» Tarea a realizar:
Reescribe el fragmento del texto «Al revés» que comienza en las palabras "Pienso en el" y termina tras "América del Norte.", sustituyendo "Siberia" por "Kamchatka".
---------- Extracto del documento ----------
Friday, September 21, 2012

Al revés



“La historia debiera enseñarse al revés”. Eso dice Tertuliano Máximo, maestro de Historia en la novela El hombre duplicado de José Saramago. “Hablar del pasado es lo más fácil que hay”, dice. “Todo está escrito. Mientras que hablar de un presente que cada minuto nos explota en la cara, hablar de él todos los días del año al mismo tiempo que se va navegando por el río de la Historia hasta sus orígenes… esforzarnos por entender cada vez mejor la cadena de acontecimientos que nos ha traído donde estamos ahora, eso es otro cantar…exige constancia en la aplicación, hay que mantener siempre la cuerda tensa, sin quiebra”.
Pienso en el Estrecho de Bering, esa franja de mar que luce tan breve y llana en los mapas, separando a Alaska de Siberia. Cómo pueden dos continentes estar tan lejos y tan próximos; separadísimos y casi unidos. Sólo un desliz de la naturaleza puede pretender unir a Asia con América del Norte.
Las maestras de Historia siempre empezaban por ahí: “Los primeros pobladores de América llegaron por el Estrecho de Bering”. Luego entraban en el tema que estimo era su favorito: las civilizaciones precolombinas y la Conquista, una especie de pantano temático del que ya nunca más se salía en todo el semestre. Pero no se hablaba de cómo todo eso nos seguía marcando en el hoy, en el ahora. No se conversaba sobre nuestra condición histórica de explotados, sobre la gente que quiso transformar esa realidad tan tétrica, sobre el país que a nosotros también nos explotaría en la cara.
---------- Datos proporcionados ----------
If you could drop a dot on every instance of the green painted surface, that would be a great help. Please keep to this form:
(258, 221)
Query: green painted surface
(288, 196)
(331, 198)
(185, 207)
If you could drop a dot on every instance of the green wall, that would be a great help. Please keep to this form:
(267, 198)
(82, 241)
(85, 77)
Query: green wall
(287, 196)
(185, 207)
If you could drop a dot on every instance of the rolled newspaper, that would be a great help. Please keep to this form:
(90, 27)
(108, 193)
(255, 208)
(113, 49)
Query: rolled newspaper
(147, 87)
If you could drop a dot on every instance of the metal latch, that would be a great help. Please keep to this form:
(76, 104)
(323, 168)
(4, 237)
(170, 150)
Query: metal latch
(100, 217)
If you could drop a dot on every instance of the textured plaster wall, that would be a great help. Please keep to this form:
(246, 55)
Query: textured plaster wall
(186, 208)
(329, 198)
----------
» Solución del problema:
Pienso en el Estrecho de Bering, esa franja de mar que luce tan breve y llana en los mapas, separando a Alaska de Kamchatka. Cómo pueden dos continentes estar tan lejos y tan próximos; separadísimos y casi unidos. Sólo un desliz de la naturaleza puede pretender unir a Asia con América del Norte.